Without the pictures, set down the records below word for word.

[Records from a point labeling set]
================

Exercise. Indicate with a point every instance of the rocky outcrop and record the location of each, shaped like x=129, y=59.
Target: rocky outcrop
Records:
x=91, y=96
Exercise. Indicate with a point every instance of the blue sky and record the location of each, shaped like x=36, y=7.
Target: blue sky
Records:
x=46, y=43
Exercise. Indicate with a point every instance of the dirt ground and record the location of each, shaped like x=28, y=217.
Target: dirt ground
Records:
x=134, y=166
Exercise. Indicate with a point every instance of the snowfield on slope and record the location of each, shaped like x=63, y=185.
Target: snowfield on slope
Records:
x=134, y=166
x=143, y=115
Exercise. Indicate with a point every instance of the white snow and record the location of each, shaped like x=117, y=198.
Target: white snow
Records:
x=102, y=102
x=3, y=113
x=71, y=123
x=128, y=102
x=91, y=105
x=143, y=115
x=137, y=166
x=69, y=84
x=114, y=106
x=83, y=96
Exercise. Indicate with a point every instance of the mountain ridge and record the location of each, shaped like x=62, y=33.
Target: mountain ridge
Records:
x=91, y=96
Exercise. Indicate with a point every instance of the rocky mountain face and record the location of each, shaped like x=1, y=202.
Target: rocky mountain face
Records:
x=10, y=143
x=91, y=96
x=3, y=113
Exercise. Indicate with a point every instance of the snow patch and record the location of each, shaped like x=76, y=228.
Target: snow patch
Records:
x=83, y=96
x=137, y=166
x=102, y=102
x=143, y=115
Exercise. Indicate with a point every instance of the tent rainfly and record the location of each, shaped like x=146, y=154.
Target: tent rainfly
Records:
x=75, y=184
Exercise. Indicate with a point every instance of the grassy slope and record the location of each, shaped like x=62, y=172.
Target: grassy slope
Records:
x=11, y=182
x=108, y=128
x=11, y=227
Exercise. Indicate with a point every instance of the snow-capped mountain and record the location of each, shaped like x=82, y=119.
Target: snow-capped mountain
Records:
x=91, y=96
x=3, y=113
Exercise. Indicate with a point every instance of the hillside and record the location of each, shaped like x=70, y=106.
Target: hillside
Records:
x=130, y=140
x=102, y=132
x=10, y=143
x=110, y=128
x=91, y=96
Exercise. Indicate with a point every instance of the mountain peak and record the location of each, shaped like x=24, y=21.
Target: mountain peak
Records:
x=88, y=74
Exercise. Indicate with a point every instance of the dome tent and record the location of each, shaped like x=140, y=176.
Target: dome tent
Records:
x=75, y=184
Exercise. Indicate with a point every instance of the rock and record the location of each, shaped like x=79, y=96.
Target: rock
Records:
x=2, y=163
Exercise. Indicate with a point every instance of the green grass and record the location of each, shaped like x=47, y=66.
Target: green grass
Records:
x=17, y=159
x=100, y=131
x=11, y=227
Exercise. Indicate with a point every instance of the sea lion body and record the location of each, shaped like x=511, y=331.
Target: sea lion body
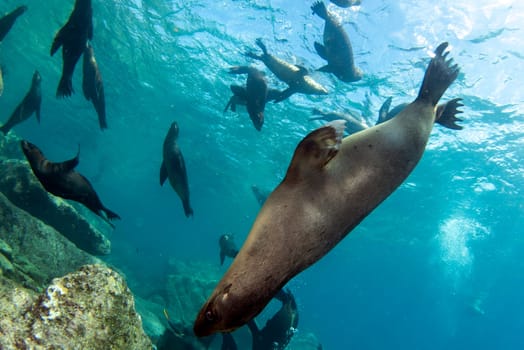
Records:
x=173, y=168
x=296, y=77
x=92, y=85
x=63, y=181
x=353, y=124
x=7, y=22
x=72, y=37
x=337, y=49
x=256, y=93
x=330, y=187
x=227, y=247
x=29, y=105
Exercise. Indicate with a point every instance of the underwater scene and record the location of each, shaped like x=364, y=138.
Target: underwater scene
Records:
x=261, y=174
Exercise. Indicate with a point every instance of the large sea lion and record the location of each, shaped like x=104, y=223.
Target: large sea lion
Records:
x=296, y=77
x=173, y=168
x=337, y=49
x=93, y=86
x=331, y=185
x=62, y=180
x=256, y=93
x=353, y=123
x=227, y=246
x=6, y=22
x=72, y=37
x=280, y=328
x=29, y=105
x=446, y=114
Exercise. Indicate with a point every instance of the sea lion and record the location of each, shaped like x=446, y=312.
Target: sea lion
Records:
x=331, y=185
x=29, y=105
x=280, y=328
x=173, y=168
x=446, y=114
x=63, y=181
x=72, y=37
x=337, y=49
x=293, y=75
x=256, y=88
x=93, y=86
x=346, y=3
x=6, y=22
x=353, y=124
x=227, y=247
x=240, y=97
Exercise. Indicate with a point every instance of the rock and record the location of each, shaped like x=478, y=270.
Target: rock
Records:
x=91, y=308
x=23, y=189
x=36, y=251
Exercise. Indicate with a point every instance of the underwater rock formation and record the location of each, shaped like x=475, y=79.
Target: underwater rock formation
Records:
x=33, y=253
x=91, y=308
x=23, y=189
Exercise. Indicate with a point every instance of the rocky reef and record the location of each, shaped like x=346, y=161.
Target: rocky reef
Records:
x=91, y=308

================

Output of the exercise -
Exercise. Indicate with a point every instance of the rocky outcrop and record the location of each, shaped like x=129, y=59.
Target: rocky outcrop
Records:
x=91, y=96
Exercise. Indicate with a point every instance of the blue sky and record the location of each, shaped like x=36, y=7.
Target: blue sky
Records:
x=46, y=43
Exercise. Indicate with a point every instance of the dirt ground and record the location of each, shaped like x=28, y=217.
Target: dirt ground
Records:
x=134, y=166
Exercise. Indicate with a point every instance of the snowfield on slope and record the location of each, shaped like x=63, y=185.
Target: snowfield on slope
Records:
x=134, y=166
x=143, y=115
Exercise. Indicate with a point every instance of the white snow and record the location of each, shaped like x=117, y=198.
Target: white snow
Records:
x=102, y=102
x=3, y=113
x=71, y=123
x=128, y=102
x=91, y=105
x=143, y=115
x=137, y=166
x=69, y=84
x=114, y=106
x=83, y=96
Exercise. Indicate with a point every instance of the mountain ridge and record the location of each, shaped like x=62, y=33.
Target: mountain ridge
Records:
x=91, y=96
Exercise. Indicate with a point every instance of the rocky mountain face and record the location of each, shaped like x=1, y=202.
Target: rocky mountain face
Records:
x=10, y=143
x=91, y=96
x=3, y=113
Exercise. Indicate with a point every instance of the snow patch and record the location of each, shaped like x=76, y=228.
Target: snow patch
Records:
x=83, y=96
x=137, y=166
x=102, y=102
x=143, y=115
Exercise. Indicate with a point every instance of the tent rainfly and record the location of each, shaped like x=146, y=154.
Target: tent rainfly
Records:
x=75, y=184
Exercise. Indicate with a point every instance of the grassy slope and record the location of each, shaped like x=62, y=172.
Target: grassy slope
Records:
x=11, y=182
x=108, y=128
x=11, y=227
Exercise. Indicate with a point every instance of the snow-capped mountain and record the location of each, shaped like x=82, y=119.
Target: snow-capped mountain
Records:
x=91, y=96
x=3, y=113
Exercise. Indicate with a point every instance of the hillside and record the location of each, shaped like x=70, y=106.
Target: hillside
Records:
x=130, y=140
x=102, y=132
x=10, y=143
x=110, y=128
x=91, y=96
Exercise. Indicate with a point every instance of the mountain peak and record the location of each, shaped like x=24, y=21.
Target: mountain peak
Records:
x=88, y=74
Exercise. Indicate with a point every instance of the dome tent and record the location of each, shaped like x=140, y=176.
Target: dome tent
Records:
x=75, y=184
Exercise. Indicate with a point every instance of the rock and record the location of each, shaped like x=79, y=96.
Target: rock
Records:
x=2, y=163
Exercise. Indicate with a point every instance of the green grass and record the location of each, shaped like x=47, y=66.
Target: green grass
Records:
x=17, y=159
x=100, y=131
x=11, y=227
Exercise. Indicate with a point every instance of the sea lion body and record the location of each, shaped like x=511, y=331.
Target: sea lion body
Records:
x=173, y=168
x=296, y=77
x=92, y=85
x=63, y=181
x=353, y=124
x=7, y=22
x=72, y=37
x=337, y=49
x=256, y=93
x=330, y=187
x=227, y=247
x=29, y=105
Exercise. Indicate with a point every instance of the underwater scene and record the location of each, shaped like x=364, y=138.
Target: underwater scene
Records:
x=261, y=174
Exercise. Indicate with a point every instance of the large sea lion and record the location of each, shaped like x=104, y=223.
Target: large sea lion
Records:
x=296, y=77
x=173, y=168
x=337, y=49
x=93, y=86
x=331, y=185
x=62, y=180
x=256, y=93
x=353, y=123
x=227, y=246
x=6, y=22
x=72, y=37
x=280, y=328
x=29, y=105
x=446, y=114
Exercise. Indicate with a point every instance of the sea lion and record the location of each, shaped like x=446, y=312.
Target: sea lion
Records:
x=331, y=185
x=29, y=105
x=280, y=328
x=173, y=168
x=446, y=114
x=63, y=181
x=72, y=37
x=337, y=49
x=293, y=75
x=256, y=88
x=93, y=86
x=346, y=3
x=6, y=22
x=353, y=124
x=227, y=247
x=240, y=97
Exercise. Indicate with a point every instance of the rock and record the location of each, shaped like x=478, y=270.
Target: rock
Records:
x=91, y=308
x=23, y=189
x=36, y=251
Exercise. Indicate with a point every instance of the underwater rock formation and record the location of each, shaped like x=475, y=79.
Target: underwater rock formation
Records:
x=33, y=253
x=91, y=308
x=23, y=189
Exercise. Indicate with a point every instance of the rocky reef and record the location of each, shaped like x=346, y=161.
Target: rocky reef
Records:
x=91, y=308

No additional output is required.